▶ [THE EXERCISE]
Rewrite the stretch of the listing from the line containing "Dataset class: coastline" through the line containing "[365,91,449,121]", both included, keeping every line and offsetting each bounding-box coordinate by adding 83. Give only that stretch.

▶ [RECORD EXTRACTS]
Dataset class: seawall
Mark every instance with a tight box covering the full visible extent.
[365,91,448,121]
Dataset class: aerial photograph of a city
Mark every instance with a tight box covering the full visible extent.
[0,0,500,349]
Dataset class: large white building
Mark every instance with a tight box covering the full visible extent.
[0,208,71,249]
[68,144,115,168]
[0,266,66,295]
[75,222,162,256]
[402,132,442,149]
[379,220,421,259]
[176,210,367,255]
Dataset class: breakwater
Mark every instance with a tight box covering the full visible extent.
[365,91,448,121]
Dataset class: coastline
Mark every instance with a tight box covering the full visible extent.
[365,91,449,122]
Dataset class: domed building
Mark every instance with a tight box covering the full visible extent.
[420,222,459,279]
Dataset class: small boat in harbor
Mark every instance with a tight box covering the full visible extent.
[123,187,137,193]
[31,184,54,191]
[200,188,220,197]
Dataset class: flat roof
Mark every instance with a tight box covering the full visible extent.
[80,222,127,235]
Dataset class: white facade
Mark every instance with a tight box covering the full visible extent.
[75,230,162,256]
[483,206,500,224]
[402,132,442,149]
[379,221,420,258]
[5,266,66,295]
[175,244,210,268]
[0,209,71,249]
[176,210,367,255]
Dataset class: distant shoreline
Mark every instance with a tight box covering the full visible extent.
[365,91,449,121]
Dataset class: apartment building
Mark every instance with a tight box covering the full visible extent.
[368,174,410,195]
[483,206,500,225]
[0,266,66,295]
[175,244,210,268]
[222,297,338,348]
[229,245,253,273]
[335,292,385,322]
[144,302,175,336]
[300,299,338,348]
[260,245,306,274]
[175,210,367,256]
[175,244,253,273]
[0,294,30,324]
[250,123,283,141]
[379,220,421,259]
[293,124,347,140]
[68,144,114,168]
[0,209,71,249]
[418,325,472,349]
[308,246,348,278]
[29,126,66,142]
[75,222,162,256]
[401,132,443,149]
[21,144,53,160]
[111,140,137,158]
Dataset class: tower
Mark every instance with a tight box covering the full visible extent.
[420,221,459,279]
---
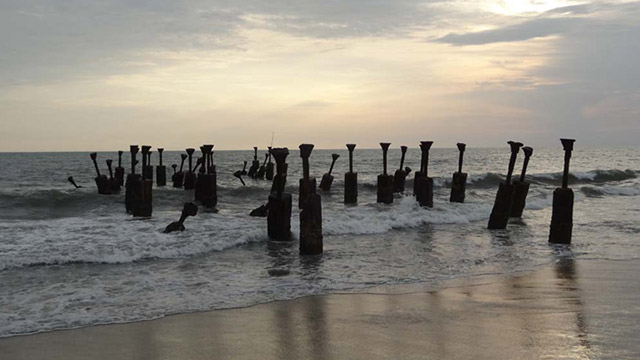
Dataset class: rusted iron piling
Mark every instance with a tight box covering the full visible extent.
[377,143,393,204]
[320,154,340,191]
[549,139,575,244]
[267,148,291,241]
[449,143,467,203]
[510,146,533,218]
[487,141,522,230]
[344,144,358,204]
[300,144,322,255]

▶ [WRITTEN SOLUTION]
Dataset class: coastline
Mark every instance with a tight box covering the full visible extent.
[448,174,532,205]
Dataset class: domed building
Mark every instance with a tight box covering the full visible extent.
[503,305,542,362]
Dataset class: small boat in harbor
Mark every instance with a tight box covering the full visible extent.
[206,270,220,276]
[114,267,137,274]
[283,271,303,280]
Dataset class: flat roof
Mark every instance with a tight box covering the full visible extent.
[163,305,210,318]
Dataset class: white facade
Mark every instance with a tight box covering the full visible extent.
[158,313,245,339]
[566,289,583,307]
[485,215,525,232]
[462,304,503,341]
[88,349,149,378]
[258,327,293,351]
[83,292,154,332]
[259,293,450,338]
Dataset class: distant shoreline
Mark every instance with a tight box covering the full visible extent.
[448,174,532,204]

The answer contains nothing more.